=== Document passage ===

# Is Prozac working for IBS ?



## hasenfuss (Dec 28, 2006)

I am suffering almost 3 years from IBS. I don't really have diarrhia or constipation. It's more gas pain, lot's of flatuance and abdominal discomfort/pain, sometimes I have 5-6 bm's per day but most of the time it'about 1-3. Currently I am on desiprame and Celexa. I thought first that the Celexa is working a bit at least a little bit for my depression from IBS but latly I don't think it's working much anymore. I also have anxiety over my symphtoms, like a Hypochandriac. I often think I have not IBS and it must be something serious. It drives me crazy and I am depressed about the low quality life I have from this condition. I am just wondering if anybody had tried prozac for IBS symphtoms ? My doctor is going to prescribe that next to me. On Celexa I don't have any side effects ( I am on the highest dose, 60mg) I wonder what Prozac is like Does anybody have any luck with it (esspecially for the abdominal pain)???


----------



## hasenfuss (Dec 28, 2006)

No responds yet ? Is anybody on Prozac for IBS here ??


----------



## 15976 (Nov 22, 2006)

Prozac had diarrhea as a side effect so I figured it might make it worse?


----------



## 15976 (Nov 22, 2006)

The desipramine should do the IBS. It did for me mostly but I couldn't take it because I couldn't sleep and it made me MORE afraid and paranoid.I have taken Effexor and Paxil in the past for IBS with great success. I can't remember the dosage of Paxil but I found Effexor helpful at 75 and totally worked at 150.


----------



## 19596 (Jan 3, 2007)

hi i was on citalapran for my anxiety for a long time which helped me wel untill a bad spell of ibs since xmas now it goes right through me my gp is starting me on prozac so i can keep you informed if you like


----------



## 21787 (Mar 26, 2006)

=== Recorded data ===

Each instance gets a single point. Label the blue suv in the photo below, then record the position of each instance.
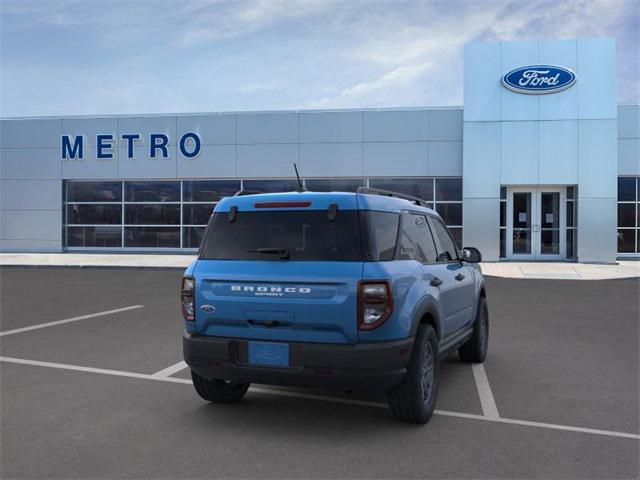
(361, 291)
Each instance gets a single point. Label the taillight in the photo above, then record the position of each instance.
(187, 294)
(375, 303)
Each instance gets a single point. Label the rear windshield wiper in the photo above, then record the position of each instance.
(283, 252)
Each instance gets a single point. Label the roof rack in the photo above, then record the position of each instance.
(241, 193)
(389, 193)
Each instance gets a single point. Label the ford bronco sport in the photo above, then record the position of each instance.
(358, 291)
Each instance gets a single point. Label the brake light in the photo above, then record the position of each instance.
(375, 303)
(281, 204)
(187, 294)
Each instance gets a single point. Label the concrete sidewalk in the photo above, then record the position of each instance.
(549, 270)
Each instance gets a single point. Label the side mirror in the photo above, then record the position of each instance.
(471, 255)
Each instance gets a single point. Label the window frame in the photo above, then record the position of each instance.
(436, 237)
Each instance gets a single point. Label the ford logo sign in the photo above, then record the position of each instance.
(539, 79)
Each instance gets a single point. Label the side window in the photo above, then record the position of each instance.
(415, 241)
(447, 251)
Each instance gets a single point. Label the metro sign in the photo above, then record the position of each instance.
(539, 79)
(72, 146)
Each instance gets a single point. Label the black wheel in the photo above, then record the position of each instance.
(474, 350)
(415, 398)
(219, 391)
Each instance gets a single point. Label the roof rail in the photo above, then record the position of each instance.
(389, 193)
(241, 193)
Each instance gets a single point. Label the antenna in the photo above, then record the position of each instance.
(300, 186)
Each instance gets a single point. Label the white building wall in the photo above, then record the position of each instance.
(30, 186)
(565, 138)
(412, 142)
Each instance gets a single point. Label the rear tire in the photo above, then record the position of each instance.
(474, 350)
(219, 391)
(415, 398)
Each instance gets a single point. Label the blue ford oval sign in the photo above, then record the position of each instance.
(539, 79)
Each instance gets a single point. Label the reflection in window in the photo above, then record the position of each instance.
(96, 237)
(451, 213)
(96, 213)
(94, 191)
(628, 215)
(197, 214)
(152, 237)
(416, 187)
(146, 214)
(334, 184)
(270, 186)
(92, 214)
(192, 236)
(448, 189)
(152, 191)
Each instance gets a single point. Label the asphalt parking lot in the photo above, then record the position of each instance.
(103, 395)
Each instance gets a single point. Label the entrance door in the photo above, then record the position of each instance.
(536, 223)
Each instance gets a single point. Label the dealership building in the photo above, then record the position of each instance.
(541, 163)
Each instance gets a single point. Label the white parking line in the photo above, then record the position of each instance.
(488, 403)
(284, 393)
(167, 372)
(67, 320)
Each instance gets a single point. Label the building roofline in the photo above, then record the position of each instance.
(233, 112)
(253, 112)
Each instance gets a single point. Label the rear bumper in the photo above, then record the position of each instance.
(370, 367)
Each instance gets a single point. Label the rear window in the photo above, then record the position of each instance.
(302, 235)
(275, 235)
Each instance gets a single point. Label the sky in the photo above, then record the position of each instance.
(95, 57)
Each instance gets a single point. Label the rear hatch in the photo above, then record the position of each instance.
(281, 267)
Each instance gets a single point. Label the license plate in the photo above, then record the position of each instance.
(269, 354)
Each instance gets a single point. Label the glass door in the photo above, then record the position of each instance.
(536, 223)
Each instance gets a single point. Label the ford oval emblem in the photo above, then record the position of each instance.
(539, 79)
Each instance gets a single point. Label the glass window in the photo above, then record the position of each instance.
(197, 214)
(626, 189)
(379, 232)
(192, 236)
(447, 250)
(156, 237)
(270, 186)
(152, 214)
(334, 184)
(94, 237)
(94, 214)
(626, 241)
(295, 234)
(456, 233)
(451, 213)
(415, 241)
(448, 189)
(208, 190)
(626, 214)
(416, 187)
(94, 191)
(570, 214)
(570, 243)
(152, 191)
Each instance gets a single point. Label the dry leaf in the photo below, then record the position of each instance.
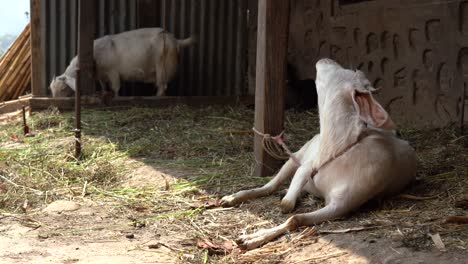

===

- _Apply what you read_:
(a) In the thread about Prozac for IBS, what dose of Celexa does hasenfuss say they are taking?
(b) Pick up the thread about Prozac for IBS after its final line and write the next part.
The rows above are separate from the thread about Prozac for IBS.

- _Responses_:
(a) 60 mg, the highest dose.

(b)
I have been on Prozac for over 2 months now, I have found it has relieved my anxiety quite a bit...but it doesn't help the IBS symptoms, just the fear of them! I like it, but I hope I can get off it soon...RachL x


----------



## 19596 (Jan 3, 2007)

im on day 2 of prozac no weird effect as yet will keep you posted


----------



## 17179 (Feb 18, 2007)

HiI started with IBS when i suffered from stress a few years ago. I developed a bad anxiety problem due to this and got in the viscous circle of IBS - panic - IBS - panic. I was started on prozac to help me try to break this cycle because i couldn't go out without the cycle starting and god forbid if anyone else in house was using bathroom cos that was an instant trigger. Anyway i took 40mg of Prozac for 2 years and didn't really feel the benefit until i started Cognitive behavioural therapy. The Prozac never helped symtom wise but did give me a more confidence i suppose. The point to my story is that when i stopped prozac i actually noticed a great difference in my IBS symptoms....for the better. I wouldn't take it again it was so much of a difference!Everyone's different though i supposeHope this helps


----------



## masterplan (Aug 6, 2006)

I've been on Prozac for about 3 months now. My IBS has probably got a bit better, although not a huge amount, but it's done wonders for my depression.


----------



## eric (Jul 8, 1999)

I tried it two different times for IBS and it helped at first for about 4-6 months then stoped working for me. It also gave me some side effects that seem to last I didn't like.However with these types of drugs were all different and they effect us differently. So it may work for some and not others. It can also work and stop working because the receptors can become desensitized. Statistically anti-d's work for 1 in three IBSers.Meds and therapy could also really be the way to go. I think you might also need a better doctor who works with you, especially on the concern that you have something serious. Although what you have posted on the bb here is consistent with an IBS diagnoses.


----------



## 14159 (Mar 12, 2007)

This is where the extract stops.